__PASSAGE__:
+ + + + + + +

Edit

Share via


Configure a vectorizer in a search index

In Azure AI Search, a vectorizer converts text or images into vectors during query execution, allowing you to submit plain-text queries against vector fields without computing embeddings yourself.

A vectorizer is defined in a search index and assigned to vector fields through a vector profile. At query time, the vectorizer calls an embedding model to generate a vector from your query input. For more information, see Using integrated vectorization in queries.

To add a vectorizer to an index, use the import wizard or index designer in the Azure portal, Indexes - Create Or Update (REST API), or an Azure SDK package. This article uses REST for illustration.

Tip

A vectorizer handles query-time vectorization. To also vectorize content during indexing, set up an indexer and skillset with an embedding skill. For more information, see Using integrated vectorization during indexing.

Prerequisites

Supported embedding models

Azure AI Search offers several types of vectorizers, each paired with a corresponding skill. The skill generates embeddings during indexing, while the vectorizer generates embeddings at query time. You must use the same embedding model for both, so choose a vectorizer–skill pair that points to the same model deployment.

The following table lists the vectorizers and their supported models and associated skills.

Vectorizer Supported models Associated skill
Azure OpenAI text-embedding-ada-002
text-embedding-3-large
text-embedding-3-small
Azure OpenAI Embedding
Microsoft Foundry model catalog Cohere-embed-v3-english
Cohere-embed-v3-multilingual
Cohere-embed-v4 1
AML
Azure Vision Multimodal embeddings 4.0 API Azure Vision multimodal embeddings
Custom Web API Any embedding model (hosted externally) Custom Web API

1 You can only specify embed-v-4-0 programmatically through the AML skill or Microsoft Foundry model catalog vectorizer, not through the Azure portal. However, you can use the portal to manage the skillset or vectorizer afterward.

+ + + + + + +

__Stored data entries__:
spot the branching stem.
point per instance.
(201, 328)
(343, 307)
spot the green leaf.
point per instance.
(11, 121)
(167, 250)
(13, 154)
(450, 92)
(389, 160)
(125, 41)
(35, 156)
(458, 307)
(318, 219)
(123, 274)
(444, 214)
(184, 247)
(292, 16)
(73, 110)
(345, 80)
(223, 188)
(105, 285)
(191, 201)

+ + + + + + +

__ASSIGNED TASK 1__:
Sum up the page on vectorizers in Azure AI Search in two sentences.
__ASSIGNED TASK 2__:
Carry the page on vectorizers in Azure AI Search further, starting after its last sentence.
The records have nothing to do with this.

__RESPONSE 1__:
In Azure AI Search, a vectorizer is defined in a search index and assigned to vector fields through a vector profile, and at query time it calls an embedding model to turn plain-text queries into vectors. Each type of vectorizer is paired with a skill that generates embeddings during indexing, and both must point to the same embedding model deployment.

__RESPONSE 2__:
Note

Vectorizers are generally available as long as you use a generally available skill–vectorizer pair. For the latest availability information, see the documentation for each vectorizer and skill in the previous table.

Define a vectorizer using a wizard

The Import data (new) wizard in the Azure portal can read files from Azure Blob Storage, create an index with chunked and vectorized fields, and add a vectorizer. By design, the wizard-generated vectorizer is set to the same embedding model used to index the blob content.

To create a sample index with a vectorizer using the wizard:

  1. Upload files to a container in Azure Storage. We used small text files from NASA's Earth at Night e-book to test these instructions on a free search service.

  2. Run the Import data (new) wizard. Choose the blob container for the data source.

    Screenshot of the connect to your data page.

  3. Choose a vectorizer kind and, if applicable, a model deployment. This example uses Azure OpenAI and a text-embedding-ada-002 deployment.

    Screenshot of the vectorize and enrich data page for configuring a vectorizer embedding model.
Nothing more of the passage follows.